GitHub Repository: probml/pyprobml
Path: blob/master/notebooks/book1/15/rnn_sentiment_torch.ipynb
¹¹⁹² views

Kernel: Python 3

Please find jax implementation of this notebook here: https://colab.research.google.com/github/probml/pyprobml/blob/master/notebooks/book1/15/rnn_sentiment_jax.ipynb

Bidirectional RNNs for sentiment classification

We use BiRNNs for IMDB movie review classification.

Based on sec 15.2 of http://d2l.ai/chapter_natural-language-processing-applications/sentiment-analysis-rnn.html

In [1]:

import numpy as np
import matplotlib.pyplot as plt
import math
from IPython import display

try:
    import torch
except ModuleNotFoundError:
    %pip install -qq torch
    import torch
from torch import nn
from torch.nn import functional as F
from torch.utils import data

import collections
import re
import random
import os
import requests
import zipfile
import tarfile
import hashlib
import time

np.random.seed(seed=1)
torch.manual_seed(1)
!mkdir figures # for saving plots

Data

We use a subset of the Internet Movie Database (IMDB) reviews. There are 20k positive and 20k negative examples.

In [2]:

# Required functions for downloading data


def download(name, cache_dir=os.path.join("..", "data")):
    """Download a file inserted into DATA_HUB, return the local filename."""
    assert name in DATA_HUB, f"{name} does not exist in {DATA_HUB}."
    url, sha1_hash = DATA_HUB[name]
    os.makedirs(cache_dir, exist_ok=True)
    fname = os.path.join(cache_dir, url.split("/")[-1])
    if os.path.exists(fname):
        sha1 = hashlib.sha1()
        with open(fname, "rb") as f:
            while True:
                data = f.read(1048576)
                if not data:
                    break
                sha1.update(data)
        if sha1.hexdigest() == sha1_hash:
            return fname  # Hit cache
    print(f"Downloading {fname} from {url}...")
    r = requests.get(url, stream=True, verify=True)
    with open(fname, "wb") as f:
        f.write(r.content)
    return fname


def download_extract(name, folder=None):
    """Download and extract a zip/tar file."""
    fname = download(name)
    base_dir = os.path.dirname(fname)

- What you should do -
In the sentiment classification notebook, retype the passage between "assert name in" and "sha1 = hashlib.sha1()", inclusive.

- Items -
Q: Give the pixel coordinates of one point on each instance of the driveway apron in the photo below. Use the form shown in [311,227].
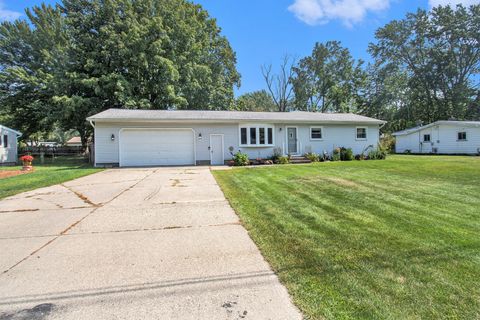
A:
[140,243]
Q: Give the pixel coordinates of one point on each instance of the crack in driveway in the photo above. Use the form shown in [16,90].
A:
[77,222]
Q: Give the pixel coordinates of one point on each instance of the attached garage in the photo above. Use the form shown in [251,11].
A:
[156,147]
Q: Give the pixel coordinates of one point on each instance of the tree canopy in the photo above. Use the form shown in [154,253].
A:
[80,57]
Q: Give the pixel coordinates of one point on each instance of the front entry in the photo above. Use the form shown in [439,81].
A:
[216,149]
[292,140]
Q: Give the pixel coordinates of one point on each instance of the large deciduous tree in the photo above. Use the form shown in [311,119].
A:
[439,51]
[255,101]
[328,80]
[151,54]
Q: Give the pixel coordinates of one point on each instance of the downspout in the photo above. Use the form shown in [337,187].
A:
[94,155]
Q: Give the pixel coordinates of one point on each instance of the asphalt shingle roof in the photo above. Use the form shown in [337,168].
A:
[229,116]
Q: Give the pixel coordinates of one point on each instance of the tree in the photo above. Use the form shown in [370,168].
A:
[83,56]
[255,101]
[328,80]
[30,56]
[439,52]
[280,85]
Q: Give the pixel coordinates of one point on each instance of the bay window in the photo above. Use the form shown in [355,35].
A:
[256,135]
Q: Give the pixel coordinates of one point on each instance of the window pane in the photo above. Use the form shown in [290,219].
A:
[361,133]
[261,135]
[316,133]
[243,134]
[253,135]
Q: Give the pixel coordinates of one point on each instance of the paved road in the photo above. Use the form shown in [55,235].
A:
[159,243]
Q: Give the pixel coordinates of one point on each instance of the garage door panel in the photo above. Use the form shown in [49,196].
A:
[154,147]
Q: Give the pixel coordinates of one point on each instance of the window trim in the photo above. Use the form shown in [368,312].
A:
[356,133]
[458,133]
[257,134]
[321,131]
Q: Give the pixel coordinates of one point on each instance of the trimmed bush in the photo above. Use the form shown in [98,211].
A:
[312,156]
[283,160]
[240,159]
[346,154]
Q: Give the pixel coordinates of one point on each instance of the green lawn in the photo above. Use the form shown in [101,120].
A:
[394,239]
[52,172]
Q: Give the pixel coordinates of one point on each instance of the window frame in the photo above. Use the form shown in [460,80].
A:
[356,133]
[321,133]
[257,127]
[461,132]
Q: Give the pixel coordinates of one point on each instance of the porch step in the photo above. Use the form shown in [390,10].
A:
[299,159]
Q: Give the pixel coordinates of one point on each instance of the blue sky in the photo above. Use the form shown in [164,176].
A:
[263,31]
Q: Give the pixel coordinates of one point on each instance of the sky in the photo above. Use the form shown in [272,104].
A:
[262,32]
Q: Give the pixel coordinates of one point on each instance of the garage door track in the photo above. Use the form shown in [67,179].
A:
[160,243]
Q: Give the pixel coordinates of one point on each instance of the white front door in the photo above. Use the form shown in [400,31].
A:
[292,140]
[216,149]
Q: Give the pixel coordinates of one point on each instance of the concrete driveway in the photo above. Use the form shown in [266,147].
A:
[159,243]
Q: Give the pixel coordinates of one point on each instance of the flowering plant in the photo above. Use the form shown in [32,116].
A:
[26,158]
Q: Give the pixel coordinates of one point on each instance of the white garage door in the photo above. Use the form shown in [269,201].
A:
[156,147]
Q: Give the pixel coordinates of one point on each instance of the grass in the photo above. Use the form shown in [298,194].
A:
[393,239]
[52,172]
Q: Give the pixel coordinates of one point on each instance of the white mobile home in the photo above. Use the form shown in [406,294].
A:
[441,137]
[8,146]
[159,137]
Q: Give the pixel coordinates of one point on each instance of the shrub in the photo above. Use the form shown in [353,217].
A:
[359,157]
[387,143]
[312,156]
[336,154]
[240,159]
[377,154]
[346,154]
[277,153]
[283,160]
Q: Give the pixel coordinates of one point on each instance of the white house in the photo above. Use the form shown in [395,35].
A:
[443,137]
[160,137]
[8,146]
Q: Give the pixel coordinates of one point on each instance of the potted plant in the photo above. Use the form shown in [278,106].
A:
[27,162]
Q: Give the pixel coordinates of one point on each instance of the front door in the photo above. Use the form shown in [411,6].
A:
[216,149]
[292,140]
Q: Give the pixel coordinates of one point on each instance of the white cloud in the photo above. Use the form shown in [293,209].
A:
[8,15]
[314,12]
[434,3]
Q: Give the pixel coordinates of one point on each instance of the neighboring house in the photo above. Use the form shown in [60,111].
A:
[74,142]
[8,146]
[159,137]
[443,137]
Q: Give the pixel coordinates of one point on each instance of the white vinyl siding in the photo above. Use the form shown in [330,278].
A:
[8,150]
[107,151]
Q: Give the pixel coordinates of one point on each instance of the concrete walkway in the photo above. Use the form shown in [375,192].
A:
[158,243]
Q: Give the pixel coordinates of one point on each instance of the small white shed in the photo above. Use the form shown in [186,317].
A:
[440,137]
[8,146]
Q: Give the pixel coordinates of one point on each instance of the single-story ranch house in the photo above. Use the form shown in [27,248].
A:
[8,146]
[442,137]
[160,137]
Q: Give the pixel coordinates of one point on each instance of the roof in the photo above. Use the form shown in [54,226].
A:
[74,140]
[458,123]
[229,116]
[9,129]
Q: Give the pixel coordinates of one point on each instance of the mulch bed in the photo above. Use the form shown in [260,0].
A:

- Final result -
assert name in DATA_HUB, f"{name} does not exist in {DATA_HUB}."
    url, sha1_hash = DATA_HUB[name]
    os.makedirs(cache_dir, exist_ok=True)
    fname = os.path.join(cache_dir, url.split("/")[-1])
    if os.path.exists(fname):
        sha1 = hashlib.sha1()